(Records drawn from a dataset)
● ● ● ● ● ● ●
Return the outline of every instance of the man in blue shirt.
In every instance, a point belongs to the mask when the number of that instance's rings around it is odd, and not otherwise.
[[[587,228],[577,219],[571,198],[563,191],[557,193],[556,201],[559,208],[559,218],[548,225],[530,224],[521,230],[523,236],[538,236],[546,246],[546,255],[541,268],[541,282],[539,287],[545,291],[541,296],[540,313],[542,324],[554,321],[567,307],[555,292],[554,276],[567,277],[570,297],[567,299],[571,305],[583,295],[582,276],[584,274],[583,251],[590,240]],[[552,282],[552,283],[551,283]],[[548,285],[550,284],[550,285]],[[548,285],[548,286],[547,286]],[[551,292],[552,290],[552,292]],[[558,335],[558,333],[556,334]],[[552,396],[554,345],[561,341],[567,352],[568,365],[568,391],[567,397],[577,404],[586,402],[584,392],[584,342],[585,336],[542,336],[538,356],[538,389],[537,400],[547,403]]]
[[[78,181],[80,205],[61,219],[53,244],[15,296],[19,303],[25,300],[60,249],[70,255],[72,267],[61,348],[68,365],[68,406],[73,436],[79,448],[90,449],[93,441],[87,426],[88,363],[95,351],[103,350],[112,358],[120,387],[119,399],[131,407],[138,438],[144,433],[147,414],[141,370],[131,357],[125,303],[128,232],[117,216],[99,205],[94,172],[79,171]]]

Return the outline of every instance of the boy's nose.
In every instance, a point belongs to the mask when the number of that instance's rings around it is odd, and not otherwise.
● ● ● ● ● ● ●
● **Instructions to follow**
Your task is to retype the data exactly, with no line missing.

● **Expected output**
Return the outline of every instance of the man in blue shirt.
In every instance, a point belongs to the mask when the number of that instance's rings around it is odd, and not otherwise.
[[[587,228],[577,219],[571,198],[563,191],[557,193],[556,201],[559,208],[559,218],[548,225],[530,224],[521,230],[523,236],[538,236],[546,246],[546,255],[541,268],[541,282],[539,287],[545,291],[541,296],[540,313],[542,324],[554,321],[567,307],[555,292],[554,276],[567,277],[570,297],[567,299],[571,305],[583,295],[582,276],[584,274],[583,251],[590,240]],[[552,282],[552,283],[551,283]],[[548,285],[550,284],[550,285]],[[548,285],[548,286],[547,286]],[[551,292],[552,290],[552,292]],[[558,335],[558,333],[556,334]],[[552,396],[554,345],[561,341],[567,352],[568,365],[568,391],[567,397],[577,404],[586,402],[584,392],[584,342],[585,336],[542,336],[538,356],[538,389],[537,400],[547,403]]]
[[[78,181],[80,205],[61,219],[53,244],[15,296],[19,303],[25,300],[60,249],[70,255],[72,267],[61,348],[68,365],[68,406],[73,436],[79,448],[90,449],[93,441],[87,426],[88,363],[95,351],[103,350],[112,358],[120,387],[119,399],[131,407],[138,438],[144,433],[147,414],[141,370],[131,357],[125,303],[128,232],[117,216],[99,205],[94,172],[79,171]]]

Return the outline of every instance of the boy's nose.
In every instance, a point belongs to the mask when the number of that instance's rings around it is odd, and not otherwise.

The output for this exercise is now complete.